**Provided text**
================================
There were even containers around the brick patio area, utilizing as much space for the garden as possible.
And some class had created a small rice paddy using plastic to keep water in their little area.
I know when I was a student we grew things in the classroom as part of our science lessons, so I expect that's part of what this garden project was all about. But I know there's also a movement in the USA to help students get more interested in eating fruits and vegs, so that might be part of it as well.
It just was really interesting to see how the school/community garden was handled here.
Of course, there was also the usual playground equipment for the younger students, like ladders and gyms and slides - no swings though.
And the far end of the grounds, opposite the main part of the school, had park benches where we sat for a bit. There were various rocks set up with signs - maybe another science project, or just something for information? (It would help if we could read Korean.) And how cool is it to have these great statues at the school?!?!
We aren't exactly sure what these bins were all about, they were scattered around a residential neighbourhood. We thought they most likely are for donating used clothing, but, well, one never knows for sure. Seems like the most likely explanation.
Anyway, so we walked a while more, and found a tiny pocket park in another part of the neighbourhood. Just a little part, surrounded by buildings and taking up a fraction of a city block.
This park had all kinds of exercise spots set up - but they were fairly mild exercise equipment, very low impact, and maybe better suited for rehabilitation or maybe for easy exercise for older adults. There was the side to side hip sway thing, the step thing that's almost like an elliptical machine because your legs just swing back and forth, and then the giant steering wheel, which, well, I'm not too sure what you do with it. I tried all of them, and I guess I'm either not old enough or in pretty okay shape - they all were way too easy to qualify as exercise for me. But I liked the colour!
There was an older man walking circles around the park, who would periodically get on one of the machines and do whatever exercise. He and I did the step glider thing side by side for a bit, with me giggling and him ignoring me.
Well, another old man, nicely dressed in a suit and tie, tried to chat me up. In Korean. Since I don't speak Korean, I just smiled, nodded, and eventually walked away. The man went over and tried talking to Richard, who shook his hand, smiled, nodded. The man sat down on the bench next to him and kept talking. Richard decided he was rather drunk, and went back to reading. Finally, the man pulled out a 5000 won note (about $5 US) and offered it to Richard, pointing at me - uh, yeah, no thanks! Richard got a bit huffy and said NO NO NO! several times - good thing I wasn't nearby and missed this whole thing, I'd have smacked the schmuck upside the head and caused an international incident or something! Really, the nerve of some men! (I've been propositioned in a variety of countries, you'd think it would stop by the time I'm nearly 60!)
================================
Region descriptions in natural language

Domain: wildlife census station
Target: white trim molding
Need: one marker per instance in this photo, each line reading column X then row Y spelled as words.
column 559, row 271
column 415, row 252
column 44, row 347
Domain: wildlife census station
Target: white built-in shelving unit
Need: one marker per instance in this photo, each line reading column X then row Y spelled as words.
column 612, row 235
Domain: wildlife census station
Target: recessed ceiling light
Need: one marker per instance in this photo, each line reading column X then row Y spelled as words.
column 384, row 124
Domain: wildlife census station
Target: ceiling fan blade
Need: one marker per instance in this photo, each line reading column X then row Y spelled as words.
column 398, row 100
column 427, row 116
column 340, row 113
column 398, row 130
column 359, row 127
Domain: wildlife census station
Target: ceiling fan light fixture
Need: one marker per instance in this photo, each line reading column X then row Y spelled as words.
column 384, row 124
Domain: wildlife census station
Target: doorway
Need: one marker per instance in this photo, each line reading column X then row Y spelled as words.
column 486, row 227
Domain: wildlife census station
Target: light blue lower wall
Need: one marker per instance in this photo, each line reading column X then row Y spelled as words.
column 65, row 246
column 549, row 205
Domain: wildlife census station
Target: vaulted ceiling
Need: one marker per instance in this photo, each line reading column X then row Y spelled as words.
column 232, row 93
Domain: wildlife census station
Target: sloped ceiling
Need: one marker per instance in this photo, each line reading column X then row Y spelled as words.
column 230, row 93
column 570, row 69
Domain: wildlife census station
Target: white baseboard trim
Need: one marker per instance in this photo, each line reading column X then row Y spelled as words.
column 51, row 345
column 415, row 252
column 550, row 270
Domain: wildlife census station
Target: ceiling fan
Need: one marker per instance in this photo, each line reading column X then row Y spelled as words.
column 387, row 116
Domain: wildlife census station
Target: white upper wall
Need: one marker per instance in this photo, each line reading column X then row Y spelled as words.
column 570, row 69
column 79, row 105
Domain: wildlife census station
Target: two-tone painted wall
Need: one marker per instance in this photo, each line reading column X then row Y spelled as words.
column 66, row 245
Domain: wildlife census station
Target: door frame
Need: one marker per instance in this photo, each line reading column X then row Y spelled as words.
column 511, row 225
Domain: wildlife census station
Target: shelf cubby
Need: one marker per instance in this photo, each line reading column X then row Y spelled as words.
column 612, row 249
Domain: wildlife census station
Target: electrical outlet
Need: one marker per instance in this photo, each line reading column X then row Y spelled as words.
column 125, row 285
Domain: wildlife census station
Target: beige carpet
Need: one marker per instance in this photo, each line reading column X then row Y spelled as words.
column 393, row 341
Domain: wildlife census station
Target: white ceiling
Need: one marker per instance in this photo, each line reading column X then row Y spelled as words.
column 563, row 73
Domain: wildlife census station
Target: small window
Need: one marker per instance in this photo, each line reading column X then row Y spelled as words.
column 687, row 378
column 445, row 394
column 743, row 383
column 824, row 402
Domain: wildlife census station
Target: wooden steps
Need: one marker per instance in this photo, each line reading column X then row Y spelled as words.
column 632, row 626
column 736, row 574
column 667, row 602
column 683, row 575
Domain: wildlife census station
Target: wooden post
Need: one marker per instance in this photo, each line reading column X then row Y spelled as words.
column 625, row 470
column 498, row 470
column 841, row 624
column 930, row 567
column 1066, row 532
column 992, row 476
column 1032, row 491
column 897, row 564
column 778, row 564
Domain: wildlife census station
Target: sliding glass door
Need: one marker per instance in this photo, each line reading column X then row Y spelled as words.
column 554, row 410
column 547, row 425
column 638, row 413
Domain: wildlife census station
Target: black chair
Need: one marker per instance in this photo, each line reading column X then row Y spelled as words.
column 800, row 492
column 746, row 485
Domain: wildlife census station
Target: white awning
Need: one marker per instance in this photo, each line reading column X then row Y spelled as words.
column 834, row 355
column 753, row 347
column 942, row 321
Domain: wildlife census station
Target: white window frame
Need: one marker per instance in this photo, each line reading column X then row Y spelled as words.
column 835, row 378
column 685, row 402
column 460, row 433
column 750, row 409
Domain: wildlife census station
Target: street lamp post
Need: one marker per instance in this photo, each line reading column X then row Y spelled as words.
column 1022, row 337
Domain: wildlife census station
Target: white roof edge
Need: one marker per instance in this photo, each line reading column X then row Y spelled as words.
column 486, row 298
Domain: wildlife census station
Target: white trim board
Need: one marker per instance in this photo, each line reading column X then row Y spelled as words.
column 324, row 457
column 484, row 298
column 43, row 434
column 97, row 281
================================
**Problem statement**
Decide whether each statement agrees with the travel post, answering yes or no and quoting the deciding words: 1. The school's playground equipment included swings. 2. The pocket park took up only part of a city block. 3. The man in the suit and tie offered Richard a 5000 won note. The items are separate material and have no connection to the travel post.

**Answer to this exercise**
1. No: "no swings though."
2. Yes: "taking up a fraction of a city block."
3. Yes: "the man pulled out a 5000 won note (about $5 US) and offered it to Richard"